Text to read:
--- START ---

Predict: The Next Generation Console Tech

NRP · Sep 26, 2012

Are people seriously pissed that the 720/PS4 might ship with a 6870/6950-level gpu? Those are pretty good gpus. In a closed environment programmed to the metal, that gpu could rock harder than Yngwie Malmsteen.

Acert93 · Sep 26, 2012

JEDEC published DDR4 standard.

Ruskie · Sep 26, 2012

NRP said:
Are people seriously pissed that the 720/PS4 might ship with a 6870/6950-level gpu? Those are pretty good gpus. In a closed environment programmed to the metal, that gpu could rock harder than Yngwie Malmsteen.

No, its just that people want see GPUs that are not 2 years old. Something of similar characteristics, but newer and more efficient. There is no reason MS would go with something like that since its too big and too hot in comparison with better deals you can get now (and even better by the end of 13').

Than again, I don't know if those Alpha kits where even legit. Yes they got "MS Asset" tags on, but again, who knows...

(((interference))) · Sep 26, 2012

ERP said:
While I agree that it's a reasonable spec for a NG console, I wouldn't draw any conclusions from it.

The processors in the 360 alpha kits were MUCH faster (excluding FP code) that the final 360 processors, bit a lot of teams in the ass even though it was obvious if you gave it any thought.
.

I didn't know the G5s in the alpha kits were faster than Xenon - I thought Xenon was pretty good for its time and I remember reading a dev (maybe on B3D) saying how it has held up better over the years than any other consumer CPU available at the 360's launch would have.

This seems to be borne out in this DF interview with the devs of Metro 2033 who suggest the Xenos is far weaker compared to modern GPUs than Xenon is to modern CPUs.

Digital Foundry: How would you characterise the combination of Xenos and Xenon compared to the traditional x86/GPU combo on PC? Surely on the face of it, Xbox 360 is lacking a lot of power compared to today's entry-level "enthusiast" PC hardware?

Oles Shishkovstov: You can calculate it like this: each 360 CPU core is approximately a quarter of the same-frequency Nehalem (i7) core. Add in approximately 1.5 times better performance because of the second, shared thread for 360 and around 1.3 times for Nehalem, multiply by three cores and you get around 70 to 85 per cent of a single modern CPU core on generic (but multi-threaded) code.

--- END ---

Exercise task 1:
In the console forum thread, why does Ruskie say there is no reason for MS to choose a 6870/6950-level GPU? Answer in one to three sentences.
Exercise task 2:
Update the console forum thread by giving everything from "Predict: The Next" down to "published DDR4 standard." again, with "Yngwie Malmsteen" replaced by "Jimi Hendrix".
Exercise task 3:
According to Oles Shishkovstov in the console forum thread, roughly how does each 360 CPU core compare to a Nehalem (i7) core running at the same frequency?

Information supplied:
--- START ---

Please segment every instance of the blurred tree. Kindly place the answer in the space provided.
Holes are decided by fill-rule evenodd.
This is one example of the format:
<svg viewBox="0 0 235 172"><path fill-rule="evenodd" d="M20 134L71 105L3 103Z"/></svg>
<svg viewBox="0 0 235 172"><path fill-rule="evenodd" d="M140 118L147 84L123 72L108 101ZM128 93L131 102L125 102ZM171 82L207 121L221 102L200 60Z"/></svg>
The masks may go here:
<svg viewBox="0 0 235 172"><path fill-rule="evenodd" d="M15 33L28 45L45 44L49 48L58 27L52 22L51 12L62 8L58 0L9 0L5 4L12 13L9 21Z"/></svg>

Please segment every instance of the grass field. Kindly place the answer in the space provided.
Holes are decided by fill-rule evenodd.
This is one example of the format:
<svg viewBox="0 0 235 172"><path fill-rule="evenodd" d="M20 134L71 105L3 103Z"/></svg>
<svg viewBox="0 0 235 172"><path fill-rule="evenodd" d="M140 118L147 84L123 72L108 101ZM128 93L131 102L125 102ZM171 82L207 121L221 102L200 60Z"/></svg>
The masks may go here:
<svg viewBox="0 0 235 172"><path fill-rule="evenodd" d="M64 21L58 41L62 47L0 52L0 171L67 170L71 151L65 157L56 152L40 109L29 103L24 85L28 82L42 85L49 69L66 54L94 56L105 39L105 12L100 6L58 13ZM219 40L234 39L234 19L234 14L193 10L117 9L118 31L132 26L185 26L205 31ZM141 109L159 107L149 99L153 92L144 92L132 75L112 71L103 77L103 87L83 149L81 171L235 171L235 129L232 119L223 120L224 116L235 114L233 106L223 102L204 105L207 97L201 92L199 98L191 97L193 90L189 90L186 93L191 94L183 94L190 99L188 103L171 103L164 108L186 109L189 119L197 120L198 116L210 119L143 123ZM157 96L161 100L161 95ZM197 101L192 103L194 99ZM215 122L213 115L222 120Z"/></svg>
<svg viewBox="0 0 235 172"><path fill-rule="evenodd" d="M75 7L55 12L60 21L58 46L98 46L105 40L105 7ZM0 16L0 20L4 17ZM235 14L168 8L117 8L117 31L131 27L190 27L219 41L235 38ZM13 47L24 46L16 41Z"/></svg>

--- END ---

Final result 1:
Ruskie says a GPU like that is too big and too hot compared with the better deals available now. Even better options are expected by the end of '13.

Final result 2:
Predict: The Next Generation Console Tech

NRP · Sep 26, 2012

Are people seriously pissed that the 720/PS4 might ship with a 6870/6950-level gpu? Those are pretty good gpus. In a closed environment programmed to the metal, that gpu could rock harder than Jimi Hendrix.

Acert93 · Sep 26, 2012

JEDEC published DDR4 standard.

Final result 3:
Each 360 CPU core is approximately a quarter of a same-frequency Nehalem (i7) core.